Problem to solve ▸ Extract every line of the items below that contains the string "center", treating uppercase and lowercase letters as distinct.

Dataset excerpts on pointing at objects:

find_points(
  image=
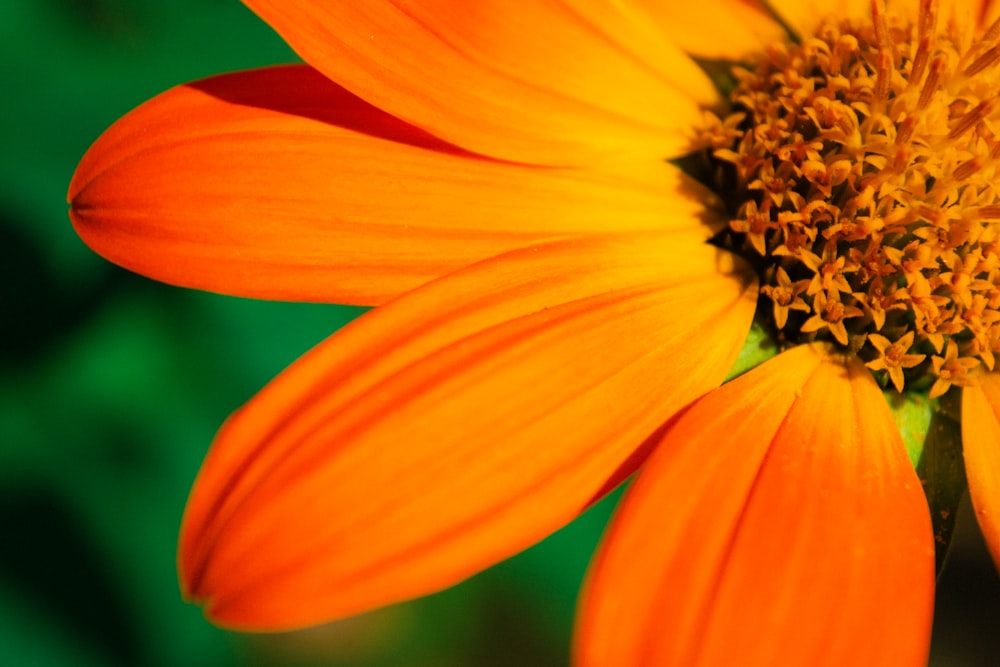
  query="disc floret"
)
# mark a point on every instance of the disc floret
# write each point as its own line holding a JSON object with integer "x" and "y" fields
{"x": 860, "y": 168}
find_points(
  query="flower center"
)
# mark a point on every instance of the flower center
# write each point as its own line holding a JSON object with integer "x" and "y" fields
{"x": 860, "y": 169}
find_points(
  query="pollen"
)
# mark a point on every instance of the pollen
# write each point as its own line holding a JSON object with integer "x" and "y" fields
{"x": 861, "y": 170}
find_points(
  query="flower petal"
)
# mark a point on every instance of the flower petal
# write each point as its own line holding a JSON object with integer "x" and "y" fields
{"x": 804, "y": 17}
{"x": 723, "y": 29}
{"x": 454, "y": 426}
{"x": 541, "y": 82}
{"x": 276, "y": 183}
{"x": 778, "y": 522}
{"x": 981, "y": 450}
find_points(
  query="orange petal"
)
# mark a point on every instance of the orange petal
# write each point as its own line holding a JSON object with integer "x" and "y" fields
{"x": 779, "y": 522}
{"x": 278, "y": 184}
{"x": 804, "y": 17}
{"x": 981, "y": 449}
{"x": 723, "y": 29}
{"x": 454, "y": 426}
{"x": 553, "y": 83}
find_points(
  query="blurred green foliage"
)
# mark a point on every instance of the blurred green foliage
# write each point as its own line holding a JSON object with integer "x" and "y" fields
{"x": 111, "y": 387}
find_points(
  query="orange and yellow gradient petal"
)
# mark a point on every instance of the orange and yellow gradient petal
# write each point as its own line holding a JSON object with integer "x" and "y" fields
{"x": 279, "y": 184}
{"x": 981, "y": 448}
{"x": 455, "y": 426}
{"x": 551, "y": 83}
{"x": 779, "y": 522}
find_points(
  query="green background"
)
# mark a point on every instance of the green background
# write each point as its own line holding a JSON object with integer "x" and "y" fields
{"x": 111, "y": 387}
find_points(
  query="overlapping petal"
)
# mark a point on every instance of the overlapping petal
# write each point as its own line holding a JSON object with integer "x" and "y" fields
{"x": 455, "y": 426}
{"x": 779, "y": 522}
{"x": 981, "y": 449}
{"x": 544, "y": 82}
{"x": 803, "y": 17}
{"x": 278, "y": 184}
{"x": 723, "y": 29}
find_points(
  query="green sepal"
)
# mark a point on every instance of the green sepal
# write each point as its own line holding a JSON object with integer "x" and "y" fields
{"x": 758, "y": 347}
{"x": 933, "y": 437}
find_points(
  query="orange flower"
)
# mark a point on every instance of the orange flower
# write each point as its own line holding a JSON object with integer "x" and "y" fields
{"x": 559, "y": 303}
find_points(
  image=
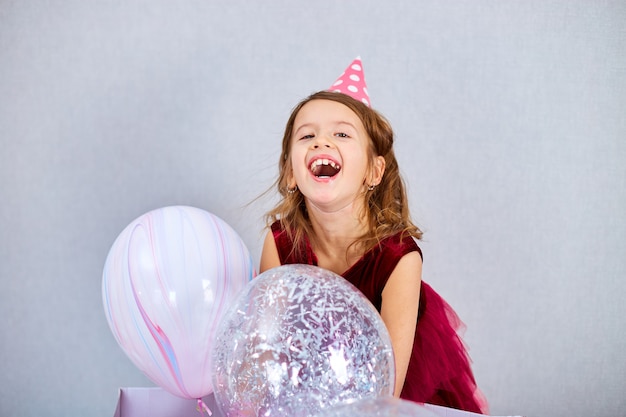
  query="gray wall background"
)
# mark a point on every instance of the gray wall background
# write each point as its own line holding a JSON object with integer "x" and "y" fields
{"x": 511, "y": 134}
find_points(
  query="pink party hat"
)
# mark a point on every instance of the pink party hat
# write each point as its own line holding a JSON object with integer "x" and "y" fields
{"x": 352, "y": 82}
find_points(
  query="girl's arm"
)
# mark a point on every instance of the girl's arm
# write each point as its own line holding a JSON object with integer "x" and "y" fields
{"x": 399, "y": 311}
{"x": 269, "y": 255}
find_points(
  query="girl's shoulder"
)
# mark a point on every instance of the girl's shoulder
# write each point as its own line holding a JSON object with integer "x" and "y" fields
{"x": 399, "y": 244}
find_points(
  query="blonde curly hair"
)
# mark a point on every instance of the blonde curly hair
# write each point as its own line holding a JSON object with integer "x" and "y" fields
{"x": 386, "y": 209}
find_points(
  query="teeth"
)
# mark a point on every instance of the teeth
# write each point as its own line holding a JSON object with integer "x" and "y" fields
{"x": 319, "y": 162}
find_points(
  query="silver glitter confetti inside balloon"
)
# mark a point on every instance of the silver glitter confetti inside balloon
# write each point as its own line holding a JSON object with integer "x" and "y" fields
{"x": 384, "y": 406}
{"x": 297, "y": 340}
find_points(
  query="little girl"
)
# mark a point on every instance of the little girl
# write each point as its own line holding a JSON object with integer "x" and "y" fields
{"x": 344, "y": 208}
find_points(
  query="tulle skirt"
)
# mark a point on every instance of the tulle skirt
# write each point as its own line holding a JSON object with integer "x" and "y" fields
{"x": 440, "y": 368}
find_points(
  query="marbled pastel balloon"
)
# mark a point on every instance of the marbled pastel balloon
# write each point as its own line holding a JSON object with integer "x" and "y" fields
{"x": 167, "y": 281}
{"x": 384, "y": 406}
{"x": 297, "y": 340}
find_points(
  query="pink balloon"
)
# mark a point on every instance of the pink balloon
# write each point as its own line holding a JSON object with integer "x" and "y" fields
{"x": 167, "y": 281}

Response to this exercise ▸
  query="flower center"
# mark a point on every instance of the flower center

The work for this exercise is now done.